Copy the data as given. No line may be skipped.

[Records drawn from a dataset]
################
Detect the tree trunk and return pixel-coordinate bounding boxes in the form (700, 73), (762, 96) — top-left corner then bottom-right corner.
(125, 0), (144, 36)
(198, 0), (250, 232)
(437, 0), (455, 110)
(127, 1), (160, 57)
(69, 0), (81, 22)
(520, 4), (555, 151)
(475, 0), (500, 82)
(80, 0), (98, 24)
################
Answer below
Detect the tree trunk and return pixel-coordinate bounding boxes in the form (700, 73), (762, 96) — top-left corner then bottom-right corner.
(125, 0), (144, 36)
(198, 0), (250, 232)
(437, 0), (455, 110)
(127, 1), (160, 57)
(69, 0), (81, 22)
(520, 4), (555, 151)
(475, 0), (500, 82)
(80, 0), (98, 24)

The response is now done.